▶ Work order: Only the lines below starting at the one that contains "Put a dot on every instance of the operator" and ending at the one that contains "Put a dot on every instance of the rear" are to be reproduced, exactly and with both ends kept.

───── Supplied material

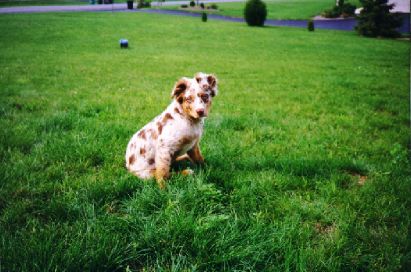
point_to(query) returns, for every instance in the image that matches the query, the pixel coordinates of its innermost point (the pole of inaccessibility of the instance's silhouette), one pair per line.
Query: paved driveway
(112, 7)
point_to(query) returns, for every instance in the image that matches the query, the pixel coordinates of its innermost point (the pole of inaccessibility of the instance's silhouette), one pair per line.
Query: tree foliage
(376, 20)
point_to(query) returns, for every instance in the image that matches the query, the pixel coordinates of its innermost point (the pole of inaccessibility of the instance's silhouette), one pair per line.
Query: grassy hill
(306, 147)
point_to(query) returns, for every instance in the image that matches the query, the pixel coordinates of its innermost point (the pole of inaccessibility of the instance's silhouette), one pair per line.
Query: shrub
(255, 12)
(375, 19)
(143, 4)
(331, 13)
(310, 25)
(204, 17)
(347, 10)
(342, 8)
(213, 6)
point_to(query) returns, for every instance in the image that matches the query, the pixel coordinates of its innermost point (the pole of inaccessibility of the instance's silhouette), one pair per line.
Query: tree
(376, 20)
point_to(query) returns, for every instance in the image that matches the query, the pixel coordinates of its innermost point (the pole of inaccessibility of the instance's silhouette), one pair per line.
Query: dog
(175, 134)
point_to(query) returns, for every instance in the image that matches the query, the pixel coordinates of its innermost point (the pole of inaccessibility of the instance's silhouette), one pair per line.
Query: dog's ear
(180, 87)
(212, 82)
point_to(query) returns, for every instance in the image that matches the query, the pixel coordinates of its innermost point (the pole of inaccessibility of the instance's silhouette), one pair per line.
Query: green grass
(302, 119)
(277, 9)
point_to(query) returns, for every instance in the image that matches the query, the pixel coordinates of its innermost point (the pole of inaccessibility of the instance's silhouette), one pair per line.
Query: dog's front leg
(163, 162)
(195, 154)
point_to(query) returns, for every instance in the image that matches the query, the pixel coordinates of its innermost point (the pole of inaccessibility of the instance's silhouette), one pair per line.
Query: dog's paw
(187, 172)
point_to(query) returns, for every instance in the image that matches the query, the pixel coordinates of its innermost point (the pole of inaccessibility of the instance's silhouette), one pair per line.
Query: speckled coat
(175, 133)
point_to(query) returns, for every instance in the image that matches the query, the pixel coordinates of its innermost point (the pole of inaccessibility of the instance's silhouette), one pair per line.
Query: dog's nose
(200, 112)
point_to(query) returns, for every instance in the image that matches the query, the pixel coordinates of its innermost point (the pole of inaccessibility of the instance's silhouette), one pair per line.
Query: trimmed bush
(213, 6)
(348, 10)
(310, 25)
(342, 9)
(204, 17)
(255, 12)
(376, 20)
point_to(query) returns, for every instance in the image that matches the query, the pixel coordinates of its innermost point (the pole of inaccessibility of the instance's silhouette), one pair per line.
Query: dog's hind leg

──────────
───── Supplied material

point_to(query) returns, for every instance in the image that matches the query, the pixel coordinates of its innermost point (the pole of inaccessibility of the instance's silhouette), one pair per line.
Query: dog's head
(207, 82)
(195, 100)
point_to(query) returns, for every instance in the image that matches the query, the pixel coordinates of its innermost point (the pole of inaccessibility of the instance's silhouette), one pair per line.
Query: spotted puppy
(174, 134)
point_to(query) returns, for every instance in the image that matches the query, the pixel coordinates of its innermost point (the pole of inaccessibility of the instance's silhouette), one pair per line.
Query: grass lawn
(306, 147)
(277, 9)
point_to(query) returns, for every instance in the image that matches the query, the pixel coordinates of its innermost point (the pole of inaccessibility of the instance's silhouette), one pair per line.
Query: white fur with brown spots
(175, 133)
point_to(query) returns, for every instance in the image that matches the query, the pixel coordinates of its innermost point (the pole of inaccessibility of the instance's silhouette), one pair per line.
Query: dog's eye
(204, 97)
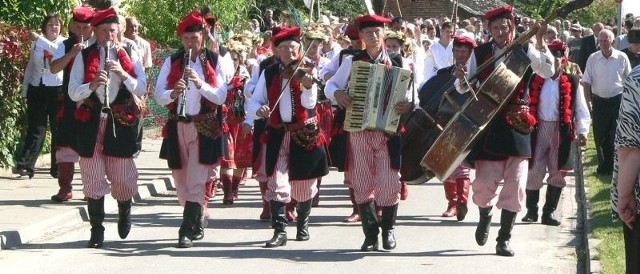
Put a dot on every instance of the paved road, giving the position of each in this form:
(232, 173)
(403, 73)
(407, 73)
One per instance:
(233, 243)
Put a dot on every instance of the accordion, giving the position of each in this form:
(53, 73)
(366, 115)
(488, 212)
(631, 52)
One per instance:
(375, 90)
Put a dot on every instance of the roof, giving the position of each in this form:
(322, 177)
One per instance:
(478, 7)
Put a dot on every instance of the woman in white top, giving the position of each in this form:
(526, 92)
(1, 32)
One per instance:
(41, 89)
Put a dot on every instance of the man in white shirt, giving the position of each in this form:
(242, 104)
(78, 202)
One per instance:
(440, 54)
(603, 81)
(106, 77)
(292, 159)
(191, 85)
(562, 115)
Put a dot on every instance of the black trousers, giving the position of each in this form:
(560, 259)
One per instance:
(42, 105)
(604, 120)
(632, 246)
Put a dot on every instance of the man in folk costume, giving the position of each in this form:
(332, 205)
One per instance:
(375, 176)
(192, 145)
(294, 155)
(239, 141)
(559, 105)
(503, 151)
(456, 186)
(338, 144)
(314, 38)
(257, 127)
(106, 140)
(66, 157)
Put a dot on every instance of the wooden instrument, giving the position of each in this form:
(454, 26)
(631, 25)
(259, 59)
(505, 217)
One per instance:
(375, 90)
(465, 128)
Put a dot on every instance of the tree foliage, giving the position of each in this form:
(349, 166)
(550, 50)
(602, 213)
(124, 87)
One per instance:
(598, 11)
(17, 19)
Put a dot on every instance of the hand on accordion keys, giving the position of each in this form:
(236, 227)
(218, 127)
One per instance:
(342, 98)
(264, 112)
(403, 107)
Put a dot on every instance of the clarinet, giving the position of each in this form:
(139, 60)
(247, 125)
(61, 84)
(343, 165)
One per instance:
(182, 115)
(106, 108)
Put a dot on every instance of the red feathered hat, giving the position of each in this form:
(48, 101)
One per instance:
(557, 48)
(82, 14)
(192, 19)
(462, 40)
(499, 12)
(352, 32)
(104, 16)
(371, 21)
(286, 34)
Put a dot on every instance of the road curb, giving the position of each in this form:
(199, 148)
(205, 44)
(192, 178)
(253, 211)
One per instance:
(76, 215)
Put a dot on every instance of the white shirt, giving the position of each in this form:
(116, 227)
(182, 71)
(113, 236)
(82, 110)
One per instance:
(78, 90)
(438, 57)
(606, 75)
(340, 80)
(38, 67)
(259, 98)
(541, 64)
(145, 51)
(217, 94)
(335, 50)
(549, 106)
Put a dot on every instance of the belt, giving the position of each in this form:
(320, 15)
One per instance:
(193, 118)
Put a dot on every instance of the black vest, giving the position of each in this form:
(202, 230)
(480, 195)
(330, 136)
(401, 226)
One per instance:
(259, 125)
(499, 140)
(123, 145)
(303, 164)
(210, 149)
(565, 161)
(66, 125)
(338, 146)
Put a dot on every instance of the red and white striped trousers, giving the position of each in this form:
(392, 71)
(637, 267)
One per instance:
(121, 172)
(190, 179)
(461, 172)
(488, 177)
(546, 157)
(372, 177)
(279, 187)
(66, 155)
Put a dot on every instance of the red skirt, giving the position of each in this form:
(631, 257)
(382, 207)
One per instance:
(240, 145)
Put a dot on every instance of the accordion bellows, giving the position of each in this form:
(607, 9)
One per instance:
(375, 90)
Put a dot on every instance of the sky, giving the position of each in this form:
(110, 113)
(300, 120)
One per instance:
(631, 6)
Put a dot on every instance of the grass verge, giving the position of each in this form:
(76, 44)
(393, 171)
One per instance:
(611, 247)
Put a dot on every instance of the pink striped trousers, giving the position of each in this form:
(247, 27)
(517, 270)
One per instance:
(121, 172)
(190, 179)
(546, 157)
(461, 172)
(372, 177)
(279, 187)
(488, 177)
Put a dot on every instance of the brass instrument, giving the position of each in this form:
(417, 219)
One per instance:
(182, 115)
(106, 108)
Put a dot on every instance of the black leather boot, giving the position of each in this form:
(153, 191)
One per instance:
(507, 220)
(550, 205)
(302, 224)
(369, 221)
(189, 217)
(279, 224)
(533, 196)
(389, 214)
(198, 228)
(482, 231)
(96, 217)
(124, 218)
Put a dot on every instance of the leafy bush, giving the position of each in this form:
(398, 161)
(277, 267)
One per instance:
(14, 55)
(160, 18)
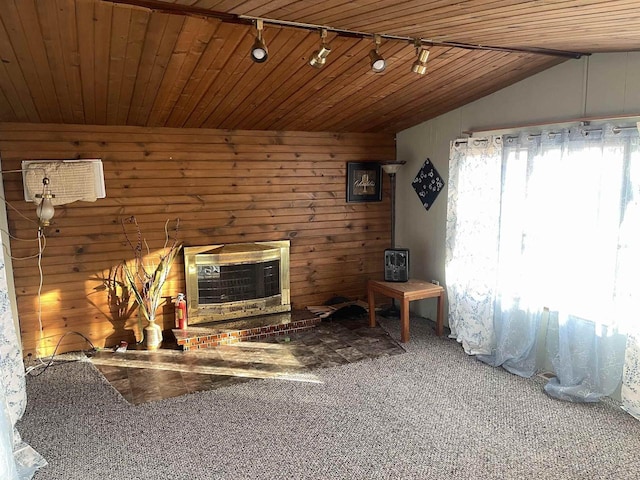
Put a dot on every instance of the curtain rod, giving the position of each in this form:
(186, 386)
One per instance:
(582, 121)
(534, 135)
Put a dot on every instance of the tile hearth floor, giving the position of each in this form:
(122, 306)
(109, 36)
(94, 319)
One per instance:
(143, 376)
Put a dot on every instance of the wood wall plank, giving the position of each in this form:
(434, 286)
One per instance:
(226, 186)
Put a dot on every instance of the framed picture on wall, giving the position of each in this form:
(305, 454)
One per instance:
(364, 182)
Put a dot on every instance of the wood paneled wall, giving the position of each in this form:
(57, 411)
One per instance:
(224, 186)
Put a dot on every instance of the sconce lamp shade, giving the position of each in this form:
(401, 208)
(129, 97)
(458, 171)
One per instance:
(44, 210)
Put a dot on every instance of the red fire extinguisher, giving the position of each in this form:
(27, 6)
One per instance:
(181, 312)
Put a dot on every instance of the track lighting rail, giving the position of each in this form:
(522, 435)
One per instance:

──────────
───── Supplied material

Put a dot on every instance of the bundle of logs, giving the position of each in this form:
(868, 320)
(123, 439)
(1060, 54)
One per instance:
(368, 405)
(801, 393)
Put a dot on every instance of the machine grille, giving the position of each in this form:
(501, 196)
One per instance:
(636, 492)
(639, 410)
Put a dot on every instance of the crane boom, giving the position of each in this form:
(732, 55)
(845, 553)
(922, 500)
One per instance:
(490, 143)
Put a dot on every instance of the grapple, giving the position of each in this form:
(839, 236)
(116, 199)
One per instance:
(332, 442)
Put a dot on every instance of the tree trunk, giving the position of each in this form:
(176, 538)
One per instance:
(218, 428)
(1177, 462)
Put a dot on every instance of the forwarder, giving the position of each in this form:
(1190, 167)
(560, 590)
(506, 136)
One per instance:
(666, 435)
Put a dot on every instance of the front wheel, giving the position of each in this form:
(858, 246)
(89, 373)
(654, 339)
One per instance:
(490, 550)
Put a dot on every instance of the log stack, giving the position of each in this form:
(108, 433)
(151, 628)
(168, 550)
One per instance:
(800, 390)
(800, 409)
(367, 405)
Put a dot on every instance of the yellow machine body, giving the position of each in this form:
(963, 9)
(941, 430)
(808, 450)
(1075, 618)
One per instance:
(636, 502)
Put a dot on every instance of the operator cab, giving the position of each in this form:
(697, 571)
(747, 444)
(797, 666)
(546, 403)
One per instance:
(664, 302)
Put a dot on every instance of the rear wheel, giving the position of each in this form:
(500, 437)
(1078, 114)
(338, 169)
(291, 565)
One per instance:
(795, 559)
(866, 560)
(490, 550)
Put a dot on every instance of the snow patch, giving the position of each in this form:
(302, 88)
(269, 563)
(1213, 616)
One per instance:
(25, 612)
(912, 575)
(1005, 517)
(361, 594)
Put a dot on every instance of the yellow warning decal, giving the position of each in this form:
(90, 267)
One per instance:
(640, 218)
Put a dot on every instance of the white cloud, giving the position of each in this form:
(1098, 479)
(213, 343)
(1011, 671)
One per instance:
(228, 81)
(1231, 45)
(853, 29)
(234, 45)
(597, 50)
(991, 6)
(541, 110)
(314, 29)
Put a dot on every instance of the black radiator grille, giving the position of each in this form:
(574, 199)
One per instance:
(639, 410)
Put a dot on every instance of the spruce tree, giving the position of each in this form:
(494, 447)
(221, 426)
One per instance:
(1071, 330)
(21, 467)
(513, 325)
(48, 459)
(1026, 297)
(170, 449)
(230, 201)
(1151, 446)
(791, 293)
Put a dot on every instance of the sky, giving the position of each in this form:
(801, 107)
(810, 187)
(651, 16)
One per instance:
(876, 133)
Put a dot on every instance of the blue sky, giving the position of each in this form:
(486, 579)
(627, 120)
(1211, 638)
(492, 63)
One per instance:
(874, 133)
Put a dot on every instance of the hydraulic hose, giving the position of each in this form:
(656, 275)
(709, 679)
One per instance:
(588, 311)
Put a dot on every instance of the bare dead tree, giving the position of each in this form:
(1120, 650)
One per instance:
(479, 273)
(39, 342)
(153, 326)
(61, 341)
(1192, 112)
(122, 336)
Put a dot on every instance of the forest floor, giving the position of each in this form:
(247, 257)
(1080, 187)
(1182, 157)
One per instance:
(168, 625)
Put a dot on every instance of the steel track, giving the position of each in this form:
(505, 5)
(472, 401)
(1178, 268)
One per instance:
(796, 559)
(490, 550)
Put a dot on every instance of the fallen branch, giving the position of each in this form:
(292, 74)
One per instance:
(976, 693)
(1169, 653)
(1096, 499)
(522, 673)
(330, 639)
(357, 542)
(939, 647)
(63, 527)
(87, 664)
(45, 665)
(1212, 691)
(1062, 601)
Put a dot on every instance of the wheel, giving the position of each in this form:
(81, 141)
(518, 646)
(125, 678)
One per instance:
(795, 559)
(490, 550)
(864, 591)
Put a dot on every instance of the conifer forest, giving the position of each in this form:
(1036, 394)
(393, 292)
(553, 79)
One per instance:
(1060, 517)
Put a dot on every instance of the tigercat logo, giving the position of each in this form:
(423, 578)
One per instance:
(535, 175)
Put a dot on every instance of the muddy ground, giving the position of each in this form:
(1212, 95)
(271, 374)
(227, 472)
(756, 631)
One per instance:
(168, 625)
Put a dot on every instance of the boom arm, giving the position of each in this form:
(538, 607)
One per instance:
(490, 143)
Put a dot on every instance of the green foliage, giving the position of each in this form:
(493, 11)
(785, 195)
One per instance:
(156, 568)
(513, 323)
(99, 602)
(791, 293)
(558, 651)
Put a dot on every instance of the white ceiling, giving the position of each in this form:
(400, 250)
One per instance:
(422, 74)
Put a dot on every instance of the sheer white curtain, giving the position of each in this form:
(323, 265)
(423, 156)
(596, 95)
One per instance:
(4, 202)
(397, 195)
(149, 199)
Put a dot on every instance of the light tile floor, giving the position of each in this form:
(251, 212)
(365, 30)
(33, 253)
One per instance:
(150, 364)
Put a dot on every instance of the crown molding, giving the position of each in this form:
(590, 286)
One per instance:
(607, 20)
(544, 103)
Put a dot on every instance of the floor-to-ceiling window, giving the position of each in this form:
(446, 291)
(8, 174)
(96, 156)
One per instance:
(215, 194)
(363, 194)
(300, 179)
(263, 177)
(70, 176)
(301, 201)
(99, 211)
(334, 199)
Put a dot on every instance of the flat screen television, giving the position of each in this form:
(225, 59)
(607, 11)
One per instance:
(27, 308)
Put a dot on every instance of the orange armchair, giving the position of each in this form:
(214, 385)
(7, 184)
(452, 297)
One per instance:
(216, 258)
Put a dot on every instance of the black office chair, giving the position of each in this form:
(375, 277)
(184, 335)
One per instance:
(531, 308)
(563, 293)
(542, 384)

──────────

▶ Answer:
Put a dot on every instance of the operator cab, giving the position of each in this form:
(697, 571)
(747, 444)
(797, 666)
(546, 403)
One per instance:
(664, 302)
Put a dot on every instance of the rear wheel, giving the position of each in this form:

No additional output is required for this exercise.